▶ PROBLEMA A: Retorne, sem nenhuma alteração, o trecho da reportagem sobre a morte de Daria Dugina que vai de "As autoridades americanas não" até "que foram questionados.", com ambos incluídos.

WASHINGTON – Agências de inteligência dos Estados Unidos acreditam que integrantes do governo ucraniano autorizaram o atentado que matou Daria Dugina, filha do ideólogo Alexander Dugin, guru de Putin, em agosto. Caso confirmado, o fato faz parte de uma atuação secreta de ucranianos e pode agravar a guerra com a Rússia.
As autoridades americanas não informaram quais membros do governo teriam autorizado a missão, quem realizou o ataque ou se o presidente ucraniano, Volodmir Zelenski, teria conhecimento.
O consentimento de autoridades do país foi compartilhada dentro do governo dos EUA na semana passada. O governo americano não estava ciente do fato, mas, após a descoberta do suposto envolvimento, teria repreendido os ucranianos. Não se sabe o que a Ucrânia respondeu.
Logo após o assassinato, a Ucrânia negou envolvimento no atentado. Além disso, autoridades do alto escalão do país reiteraram as negações nas diversas vezes em que foram questionados.
Embora a Rússia não tenha feito uma retaliação direta ao assassinato, os Estados Unidos estão preocupados que tais ataques – embora de alto valor simbólico – possam provocar Moscou a realizar ataques contra altos funcionários ucranianos. Autoridades americanas ficaram frustradas com a falta de transparência da Ucrânia sobre seus planos militares e secretos, especialmente em solo russo.
Desde o início da guerra, os serviços de segurança da Ucrânia demonstraram capacidade de chegar à Rússia para realizar operações de sabotagem. O assassinato de Dugina, no entanto, seria uma das operações mais ousadas até o momento – mostrando que a Ucrânia pode se aproximar muito de russos proeminentes.
Algumas autoridades americanas suspeitam que o pai de Dugina, Alexander Dugin, um ultranacionalista russo e um dos principais proponentes de uma Rússia agressiva e imperialista, foi o verdadeiro alvo da operação. Segundo as autoridades, os autores acreditavam que ele estaria no veículo com a filha.
Morte de Daria Dugina
Planos secretos da Ucrânia
Embora o Pentágono e as agências de espionagem americanas tenham compartilhado informações secretas do campo de batalha com os ucranianos, ajudando-os a se concentrar em postos de comando russos, linhas de suprimentos e outros alvos importantes, os ucranianos nem sempre disseram às autoridades americanas o que planejam fazer.
Os Estados Unidos pressionaram a Ucrânia a compartilhar mais sobre seus planos de guerra. No início da guerra, oficiais dos EUA reconheceram que muitas vezes sabiam mais sobre os planos de guerra russos – graças aos seus intensos esforços de espionagem – do que sobre as intenções de Kiev.
Desde então, a cooperação de informações entre os dois países aumentou. Há alguns meses, por exemplo, a Ucrânia compartilhou com os EUA e o Reino Unido seus planos para a contraofensiva militar desenvolvida em setembro.

▶ PROBLEMA B: Nas entradas, no trecho que vai do início até a linha que contém "<point>553,365</point>", com ambas as pontas incluídas, renomeie "photograph" para "image". Devolva somente esse trecho, com o restante inalterado e sem as imagens.

▶ MATERIAL EXTRAÍDO:
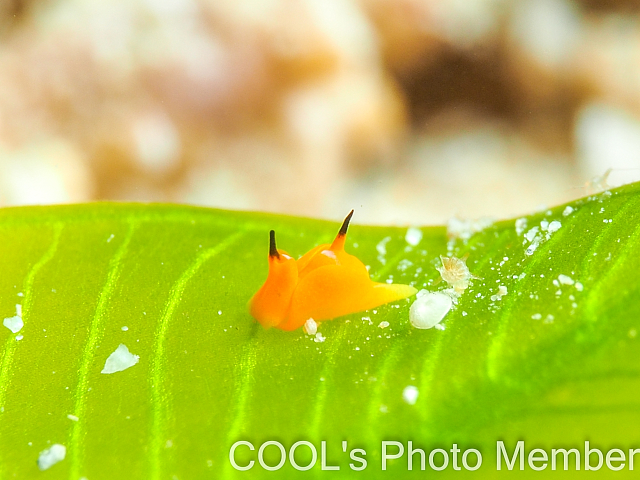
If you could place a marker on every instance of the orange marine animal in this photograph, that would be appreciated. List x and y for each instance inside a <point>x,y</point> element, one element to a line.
<point>324,283</point>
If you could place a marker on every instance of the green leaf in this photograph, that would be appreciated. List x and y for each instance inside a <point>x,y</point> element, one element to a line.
<point>553,365</point>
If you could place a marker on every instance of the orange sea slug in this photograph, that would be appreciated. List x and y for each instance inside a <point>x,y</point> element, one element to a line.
<point>324,283</point>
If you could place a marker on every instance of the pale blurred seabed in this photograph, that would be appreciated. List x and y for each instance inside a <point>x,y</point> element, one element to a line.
<point>409,111</point>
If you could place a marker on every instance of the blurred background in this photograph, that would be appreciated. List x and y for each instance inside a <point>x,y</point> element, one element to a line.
<point>410,111</point>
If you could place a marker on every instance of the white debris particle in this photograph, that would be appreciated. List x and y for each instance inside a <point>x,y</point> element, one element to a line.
<point>532,248</point>
<point>14,324</point>
<point>413,236</point>
<point>404,264</point>
<point>51,456</point>
<point>410,394</point>
<point>565,280</point>
<point>455,272</point>
<point>531,234</point>
<point>429,310</point>
<point>310,327</point>
<point>554,226</point>
<point>521,225</point>
<point>120,360</point>
<point>502,291</point>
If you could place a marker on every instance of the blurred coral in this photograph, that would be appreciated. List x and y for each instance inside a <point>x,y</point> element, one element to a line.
<point>412,110</point>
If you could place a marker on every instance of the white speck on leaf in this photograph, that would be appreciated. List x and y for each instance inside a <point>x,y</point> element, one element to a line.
<point>14,324</point>
<point>429,310</point>
<point>502,291</point>
<point>120,360</point>
<point>554,226</point>
<point>51,456</point>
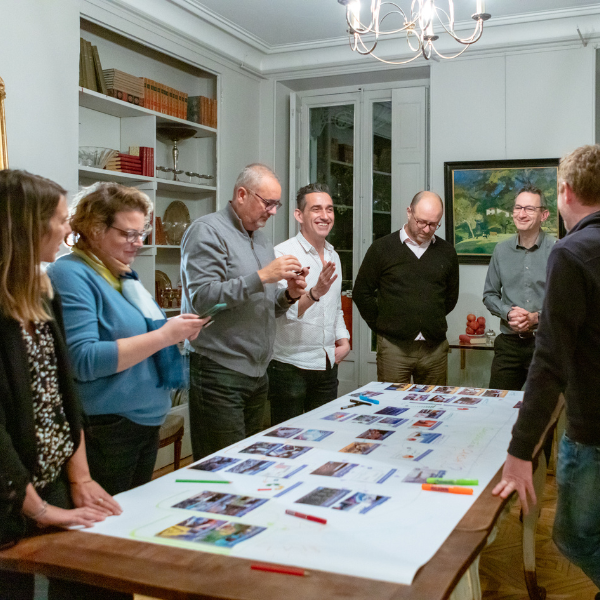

▶ RESPOSTA COMPLETA A:
As autoridades americanas não informaram quais membros do governo teriam autorizado a missão, quem realizou o ataque ou se o presidente ucraniano, Volodmir Zelenski, teria conhecimento.
O consentimento de autoridades do país foi compartilhada dentro do governo dos EUA na semana passada. O governo americano não estava ciente do fato, mas, após a descoberta do suposto envolvimento, teria repreendido os ucranianos. Não se sabe o que a Ucrânia respondeu.
Logo após o assassinato, a Ucrânia negou envolvimento no atentado. Além disso, autoridades do alto escalão do país reiteraram as negações nas diversas vezes em que foram questionados.

▶ RESPOSTA COMPLETA B:
If you could place a marker on every instance of the orange marine animal in this image, that would be appreciated. List x and y for each instance inside a <point>x,y</point> element, one element to a line.
<point>324,283</point>
If you could place a marker on every instance of the green leaf in this image, that would be appreciated. List x and y for each instance inside a <point>x,y</point> element, one element to a line.
<point>553,365</point>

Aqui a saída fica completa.